## BEGIN Available records

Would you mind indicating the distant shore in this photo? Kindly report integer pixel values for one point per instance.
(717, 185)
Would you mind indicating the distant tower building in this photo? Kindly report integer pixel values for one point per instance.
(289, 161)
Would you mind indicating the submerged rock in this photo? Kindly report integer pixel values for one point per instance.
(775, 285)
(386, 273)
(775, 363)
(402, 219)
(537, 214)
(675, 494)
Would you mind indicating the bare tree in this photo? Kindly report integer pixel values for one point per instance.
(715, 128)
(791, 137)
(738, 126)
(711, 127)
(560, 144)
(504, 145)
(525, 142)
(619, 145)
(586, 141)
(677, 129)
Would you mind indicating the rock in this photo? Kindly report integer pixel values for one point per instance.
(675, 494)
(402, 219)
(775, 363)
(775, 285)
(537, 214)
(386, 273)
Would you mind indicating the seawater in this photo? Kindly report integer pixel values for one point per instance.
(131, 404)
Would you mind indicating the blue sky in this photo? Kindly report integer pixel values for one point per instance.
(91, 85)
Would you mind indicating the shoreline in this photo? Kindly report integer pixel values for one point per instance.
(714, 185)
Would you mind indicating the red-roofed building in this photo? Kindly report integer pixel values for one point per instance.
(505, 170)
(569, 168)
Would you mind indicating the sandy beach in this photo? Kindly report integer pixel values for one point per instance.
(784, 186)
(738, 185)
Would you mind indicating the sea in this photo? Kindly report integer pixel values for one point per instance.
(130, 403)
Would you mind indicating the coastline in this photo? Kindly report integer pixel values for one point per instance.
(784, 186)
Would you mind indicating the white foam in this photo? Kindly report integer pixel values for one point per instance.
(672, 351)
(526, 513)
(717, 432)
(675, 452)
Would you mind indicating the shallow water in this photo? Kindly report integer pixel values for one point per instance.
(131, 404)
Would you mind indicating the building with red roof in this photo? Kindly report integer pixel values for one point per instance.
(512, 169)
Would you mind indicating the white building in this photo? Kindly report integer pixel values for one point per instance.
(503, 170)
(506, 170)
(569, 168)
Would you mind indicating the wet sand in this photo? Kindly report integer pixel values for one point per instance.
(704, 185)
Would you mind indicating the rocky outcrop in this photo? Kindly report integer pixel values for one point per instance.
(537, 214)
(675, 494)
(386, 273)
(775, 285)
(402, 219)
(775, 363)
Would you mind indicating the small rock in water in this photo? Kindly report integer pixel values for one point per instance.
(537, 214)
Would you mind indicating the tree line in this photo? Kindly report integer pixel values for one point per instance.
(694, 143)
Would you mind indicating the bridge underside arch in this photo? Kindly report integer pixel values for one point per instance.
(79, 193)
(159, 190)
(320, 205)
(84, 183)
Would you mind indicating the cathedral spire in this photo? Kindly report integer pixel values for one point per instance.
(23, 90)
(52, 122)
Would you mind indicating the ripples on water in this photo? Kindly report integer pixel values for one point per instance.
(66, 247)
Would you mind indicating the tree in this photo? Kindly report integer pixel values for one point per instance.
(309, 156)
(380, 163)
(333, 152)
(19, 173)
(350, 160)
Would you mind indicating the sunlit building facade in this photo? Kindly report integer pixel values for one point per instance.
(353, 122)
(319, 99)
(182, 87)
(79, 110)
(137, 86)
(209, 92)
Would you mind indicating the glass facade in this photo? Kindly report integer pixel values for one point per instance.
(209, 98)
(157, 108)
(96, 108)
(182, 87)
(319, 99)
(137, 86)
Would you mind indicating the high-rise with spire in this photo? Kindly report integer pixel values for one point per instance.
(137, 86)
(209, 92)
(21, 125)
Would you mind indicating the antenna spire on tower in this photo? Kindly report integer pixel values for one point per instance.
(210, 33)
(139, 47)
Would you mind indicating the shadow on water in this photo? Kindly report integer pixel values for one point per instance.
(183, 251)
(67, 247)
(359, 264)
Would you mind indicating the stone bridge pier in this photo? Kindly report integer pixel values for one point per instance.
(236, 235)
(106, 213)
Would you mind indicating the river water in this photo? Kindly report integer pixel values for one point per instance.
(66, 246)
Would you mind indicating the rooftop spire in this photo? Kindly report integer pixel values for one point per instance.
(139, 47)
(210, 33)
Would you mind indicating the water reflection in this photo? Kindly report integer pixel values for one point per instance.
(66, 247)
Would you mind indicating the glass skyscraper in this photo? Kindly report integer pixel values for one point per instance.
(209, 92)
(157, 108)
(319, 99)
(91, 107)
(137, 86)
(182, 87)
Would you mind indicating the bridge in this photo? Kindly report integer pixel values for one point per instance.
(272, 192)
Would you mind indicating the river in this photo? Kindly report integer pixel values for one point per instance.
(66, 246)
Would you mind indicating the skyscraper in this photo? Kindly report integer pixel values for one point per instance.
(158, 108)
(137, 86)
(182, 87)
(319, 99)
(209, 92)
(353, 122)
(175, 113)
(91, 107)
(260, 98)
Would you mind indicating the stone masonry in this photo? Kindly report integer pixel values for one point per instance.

## END Available records

Take the lines above and retype all of them exactly.

Would you mind indicating the distant shore in this photo? Kindly report integer pixel values for one point per instance.
(717, 185)
Would you mind indicating the distant tower building in this photo? Kindly report integer pixel values for one point per instance.
(289, 161)
Would you mind indicating the submerged rock in this photo? Kindly report integer pixel values for one point per instance.
(775, 285)
(386, 273)
(775, 363)
(402, 219)
(537, 214)
(675, 494)
Would you mind indicating the bare tree in this photo? Kindly report integer pixel values for one point per instance.
(715, 128)
(791, 137)
(738, 126)
(711, 127)
(560, 144)
(504, 145)
(525, 142)
(619, 145)
(586, 141)
(677, 129)
Would you mind indicating the rock in this photo? Kindly report integer pixel values for one point per instance.
(675, 494)
(402, 219)
(775, 363)
(775, 285)
(537, 214)
(386, 273)
Would you mind indicating the seawater in this photo? Kindly report integer pixel values for one point per instance.
(131, 404)
Would you mind indicating the blue sky in this photo? Kindly report integer pixel values for one point per instance.
(91, 85)
Would you mind indicating the shoreline in this photo? Kindly report integer pixel values for one point per instance.
(714, 185)
Would you mind indicating the red-roofed building in this photo? Kindly report integer pixel values for one point per instance.
(505, 170)
(569, 168)
Would you mind indicating the sandy beach in this photo? Kindly report integer pixel values for one point per instance.
(784, 186)
(738, 185)
Would you mind indicating the sea in this photo? Kindly report integer pixel values for one point per instance.
(130, 403)
Would you mind indicating the coastline in this photo? Kindly report integer pixel values for one point per instance.
(784, 186)
Would you mind indicating the white foam in this photo? Kindly report integer pixel values for one point per instance.
(672, 351)
(526, 513)
(717, 432)
(675, 452)
Would you mind indicating the shallow water in this photo? Kindly report integer pixel values for one point per instance.
(131, 404)
Would you mind indicating the building with red roof in this photo? Kindly report integer pixel values for one point per instance.
(512, 169)
Would you mind indicating the white building in this photo? Kindly report integer pixel values for one point per instance.
(503, 170)
(506, 170)
(569, 168)
Would you mind indicating the wet sand in this photo? Kindly report integer pixel values for one point per instance.
(704, 185)
Would you mind indicating the rocky outcrop in this photo? Kindly report integer pixel values for one point per instance.
(537, 214)
(675, 494)
(386, 273)
(775, 285)
(402, 219)
(775, 363)
Would you mind indicating the small rock in water in this photo? Kindly report integer pixel values for one point per instance.
(537, 214)
Would you mind indicating the tree line in this photo? Kindly report integer pixel values for one point per instance.
(694, 143)
Would you mind indicating the bridge underside arch in this photo? Kindly report integer pixel values for one point per instance.
(79, 193)
(159, 190)
(320, 205)
(84, 183)
Would you mind indicating the cathedral spire in this photo? Kindly report integer pixel values for one point per instance.
(23, 90)
(52, 122)
Would you mind indicating the ripples on water in this photo? Kindly report integer pixel values for one point per instance.
(66, 247)
Would you mind indicating the tree in this photo? Kindly report integer pixel values for one point per instance.
(309, 156)
(380, 163)
(333, 152)
(19, 173)
(350, 160)
Would you mind indicating the sunlit building facade in this photo? Kindly report integer pixel values for one point per instance.
(353, 122)
(319, 99)
(182, 87)
(79, 110)
(137, 86)
(209, 92)
Would you mind indicating the glass facade in this photo? Kindly report integer pixel values for one point per instance.
(209, 98)
(157, 108)
(96, 108)
(182, 87)
(319, 99)
(137, 86)
Would you mind indicating the high-rise with spire in this photo? Kindly report integer pixel values for one point per instance.
(137, 86)
(209, 92)
(21, 125)
Would you mind indicating the antenna spire on tower in this photo? Kindly report integer pixel values for one point per instance.
(210, 33)
(139, 47)
Would you mind indicating the shadow on water in this photo? Kindly report integer pixel values for one point per instance.
(183, 251)
(67, 247)
(359, 264)
Would you mind indicating the stone bridge pier in this photo? Kindly report integer pixel values for one point per instance.
(236, 235)
(106, 213)
Would you mind indicating the river water in this photo? Kindly report integer pixel values for one point per instance.
(66, 246)
Would you mind indicating the rooftop spire in this photo? Kindly report integer pixel values for one point per instance.
(139, 47)
(210, 33)
Would you mind indicating the water reflection in this photo? Kindly report integer pixel values for one point per instance.
(66, 247)
Would you mind indicating the glass skyscraper in this photo? Kindly report integer pixel values for one point per instance.
(209, 92)
(157, 108)
(319, 99)
(91, 107)
(137, 86)
(182, 87)
Would you mind indicating the bridge in this photo? Kindly report integer pixel values for one point per instance.
(272, 192)
Would you mind indicating the river in this photo? Kindly report integer pixel values for one point per instance.
(66, 246)
Would you mind indicating the skyscraper in this photo? Kindly report integer pixel values for one point per instance.
(158, 108)
(137, 86)
(182, 87)
(319, 99)
(209, 92)
(353, 122)
(175, 113)
(91, 107)
(260, 98)
Would you mind indicating the stone masonry in this photo? Kindly report integer pixel values for one point per instance.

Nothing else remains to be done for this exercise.